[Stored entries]

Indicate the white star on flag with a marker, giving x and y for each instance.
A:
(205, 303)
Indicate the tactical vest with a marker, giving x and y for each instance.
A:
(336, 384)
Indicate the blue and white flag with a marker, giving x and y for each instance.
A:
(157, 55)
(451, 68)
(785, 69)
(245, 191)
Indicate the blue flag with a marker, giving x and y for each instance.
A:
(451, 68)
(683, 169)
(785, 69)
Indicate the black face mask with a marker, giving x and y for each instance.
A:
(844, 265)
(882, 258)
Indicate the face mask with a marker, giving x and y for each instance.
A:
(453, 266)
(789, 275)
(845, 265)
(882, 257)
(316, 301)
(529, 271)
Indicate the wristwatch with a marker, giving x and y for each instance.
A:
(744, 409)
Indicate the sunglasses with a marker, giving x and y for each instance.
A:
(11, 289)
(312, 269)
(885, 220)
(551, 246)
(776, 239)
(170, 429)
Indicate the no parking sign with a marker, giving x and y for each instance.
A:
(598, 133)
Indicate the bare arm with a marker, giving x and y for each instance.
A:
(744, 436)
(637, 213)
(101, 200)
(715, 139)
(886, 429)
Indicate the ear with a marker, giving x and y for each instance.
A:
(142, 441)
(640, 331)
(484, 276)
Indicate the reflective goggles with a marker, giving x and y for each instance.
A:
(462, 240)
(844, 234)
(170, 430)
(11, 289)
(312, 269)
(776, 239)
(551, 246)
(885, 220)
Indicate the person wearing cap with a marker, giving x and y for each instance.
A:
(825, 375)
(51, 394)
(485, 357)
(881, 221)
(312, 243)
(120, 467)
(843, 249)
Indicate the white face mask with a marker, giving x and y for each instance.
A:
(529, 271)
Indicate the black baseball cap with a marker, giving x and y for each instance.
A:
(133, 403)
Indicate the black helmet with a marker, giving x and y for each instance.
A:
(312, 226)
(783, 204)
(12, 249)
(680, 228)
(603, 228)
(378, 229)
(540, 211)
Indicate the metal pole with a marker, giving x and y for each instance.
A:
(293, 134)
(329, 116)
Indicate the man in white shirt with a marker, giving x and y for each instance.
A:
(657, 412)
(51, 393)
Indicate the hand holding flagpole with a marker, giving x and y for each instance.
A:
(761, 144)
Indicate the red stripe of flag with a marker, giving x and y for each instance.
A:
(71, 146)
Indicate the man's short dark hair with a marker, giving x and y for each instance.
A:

# TASK DIRECTIONS:
Each record above is to be reproduced word for word.

# ANSWER SECTION:
Indicate the white star on flag with a marker, giving x and y for each instance.
A:
(205, 303)
Indicate the tactical vest with a marker, giving x and y for each instance.
A:
(336, 384)
Indicate the blue and white flag with a marker, giving x and y for each instance.
A:
(157, 55)
(451, 68)
(785, 69)
(245, 191)
Indicate the blue flag with a marker, giving x and y for each instance.
A:
(451, 68)
(683, 169)
(785, 69)
Indicate the black face mask with a marker, giving x and y for each instance.
A:
(844, 265)
(882, 258)
Indicate the face mask with a marker, giving x and y for each instance.
A:
(453, 266)
(789, 275)
(845, 265)
(882, 257)
(316, 301)
(529, 271)
Indicate the wristwatch with a marker, giving x and y for each instance.
A:
(744, 409)
Indicate the sunglasses with a marker, giving x and y for each instance.
A:
(11, 289)
(312, 269)
(885, 220)
(551, 246)
(776, 239)
(170, 429)
Indicate the no parking sign with a marker, giving x and y for each instance.
A:
(598, 133)
Indicate the bare arm with a marker, giving x and y for each instance.
A:
(744, 436)
(637, 213)
(101, 200)
(715, 139)
(886, 429)
Indicate the ear with a marker, giving x and y for each instance.
A:
(142, 441)
(640, 331)
(484, 276)
Indicate the reflective goggles with a marker, giving x and y for each instance.
A:
(462, 240)
(844, 234)
(170, 430)
(11, 289)
(312, 269)
(776, 239)
(551, 246)
(885, 220)
Indicate the person wearing cap with a marker, giving x and y for each instance.
A:
(825, 375)
(51, 394)
(485, 357)
(881, 221)
(312, 243)
(120, 467)
(843, 249)
Indicate the white face mask with a marker, giving x and y for each instance.
A:
(529, 271)
Indicate the black baseball cap with a marker, giving x and y for each instance.
A:
(133, 403)
Indicate the black helmet with a marker, giving x and y for each instance.
A:
(312, 226)
(783, 204)
(12, 249)
(680, 228)
(603, 228)
(378, 229)
(540, 211)
Indicate the metal pole with a marker, giving x and y for each instance.
A:
(293, 134)
(329, 116)
Indicate the man in white shirt with a marker, giving x and y for each instance.
A:
(657, 412)
(51, 393)
Indicate the hand holding flagpole with a marker, giving x and y for each instance.
A:
(761, 144)
Indicate the red stripe of flag with a marker, giving x and y for each instance.
A:
(71, 146)
Indicate the man's short dark hair with a marker, giving x and y for each instance.
A:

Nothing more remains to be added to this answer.